# [Data lines]
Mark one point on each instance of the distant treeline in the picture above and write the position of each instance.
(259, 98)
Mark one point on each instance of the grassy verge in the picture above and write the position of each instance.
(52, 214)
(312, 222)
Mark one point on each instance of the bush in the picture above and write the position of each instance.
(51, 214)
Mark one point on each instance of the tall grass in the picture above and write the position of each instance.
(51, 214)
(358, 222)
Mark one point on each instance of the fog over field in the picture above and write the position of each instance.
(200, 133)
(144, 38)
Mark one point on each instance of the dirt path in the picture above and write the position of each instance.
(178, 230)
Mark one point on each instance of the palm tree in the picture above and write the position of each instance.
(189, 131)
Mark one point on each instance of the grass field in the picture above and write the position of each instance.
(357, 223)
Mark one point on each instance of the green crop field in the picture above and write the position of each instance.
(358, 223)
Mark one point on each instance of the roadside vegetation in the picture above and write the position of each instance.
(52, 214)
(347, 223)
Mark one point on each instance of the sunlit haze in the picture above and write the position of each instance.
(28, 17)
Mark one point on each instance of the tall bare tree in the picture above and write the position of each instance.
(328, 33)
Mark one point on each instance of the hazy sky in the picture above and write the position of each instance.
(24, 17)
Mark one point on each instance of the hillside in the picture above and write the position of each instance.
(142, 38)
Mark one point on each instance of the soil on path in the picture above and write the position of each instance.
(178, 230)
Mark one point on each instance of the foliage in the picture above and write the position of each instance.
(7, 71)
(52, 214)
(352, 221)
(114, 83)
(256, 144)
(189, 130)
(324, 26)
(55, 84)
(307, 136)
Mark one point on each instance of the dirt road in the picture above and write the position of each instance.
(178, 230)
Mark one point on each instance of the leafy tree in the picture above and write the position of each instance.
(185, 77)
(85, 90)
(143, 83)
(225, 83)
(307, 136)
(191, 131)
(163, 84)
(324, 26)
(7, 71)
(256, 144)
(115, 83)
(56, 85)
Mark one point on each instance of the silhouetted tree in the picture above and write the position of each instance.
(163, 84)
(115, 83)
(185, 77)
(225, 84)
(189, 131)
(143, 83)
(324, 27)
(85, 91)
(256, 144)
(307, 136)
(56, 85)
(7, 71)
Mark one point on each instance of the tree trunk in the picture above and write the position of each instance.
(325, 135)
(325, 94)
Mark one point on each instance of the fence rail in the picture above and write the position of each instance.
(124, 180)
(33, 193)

# [Given exercise]
Starting with the line that contains "Mark one point on each instance of the dirt path", repeat each line through the last one exactly as it appears. Include both ends and nothing more.

# [Complete answer]
Mark one point on each instance of the dirt path in the picture above and write the position of each instance.
(178, 230)
Mark one point on each instance of the palm tree in the picture above and write the position of each instance.
(189, 131)
Mark one point on each instance of the grass field in the picture above and write the position of each instance.
(357, 223)
Mark one point on each instance of the green crop field in the picture above and write the position of each instance.
(358, 223)
Mark one point on each instance of the roadside vegetation in the picture above and write the position of each instance.
(52, 214)
(347, 223)
Mark one point on each instance of the sunlit haze in the picture above and write the position of each instance.
(28, 17)
Mark one point on each instance of the tall bare tree in the picture above and write the position of each instance.
(328, 33)
Mark one point on each instance of the hazy sky in the picture above and write the position of each instance.
(24, 17)
Mark one point on each instance of the hillside in the picture above and write the position of each instance.
(142, 38)
Mark one point on each instance of the soil on path in the picture above and write the position of each instance.
(178, 230)
Mark one point on each instance of the foliage in the picture above and write the position of each instance.
(7, 71)
(52, 214)
(352, 221)
(114, 83)
(256, 144)
(189, 130)
(324, 26)
(55, 84)
(307, 136)
Mark one point on each instance of the dirt road in the picture above and write the position of each instance.
(178, 230)
Mark one point on each instance of the leafy tree in the picture above and write the position of each instance.
(185, 77)
(85, 90)
(143, 83)
(225, 83)
(307, 136)
(191, 131)
(163, 84)
(324, 26)
(7, 71)
(256, 144)
(115, 83)
(56, 85)
Mark one point on each instance of the silhouetted tree in the picture above and write the position of each instance.
(163, 84)
(115, 83)
(185, 77)
(225, 84)
(189, 131)
(143, 83)
(324, 27)
(85, 91)
(256, 144)
(307, 136)
(56, 85)
(7, 71)
Mark one point on each instance of the tree trunk in the picture above and write the position of each instance.
(325, 135)
(325, 94)
Mark one point on each instance of the fence rail in the picture above and write the position of each instance.
(124, 180)
(33, 193)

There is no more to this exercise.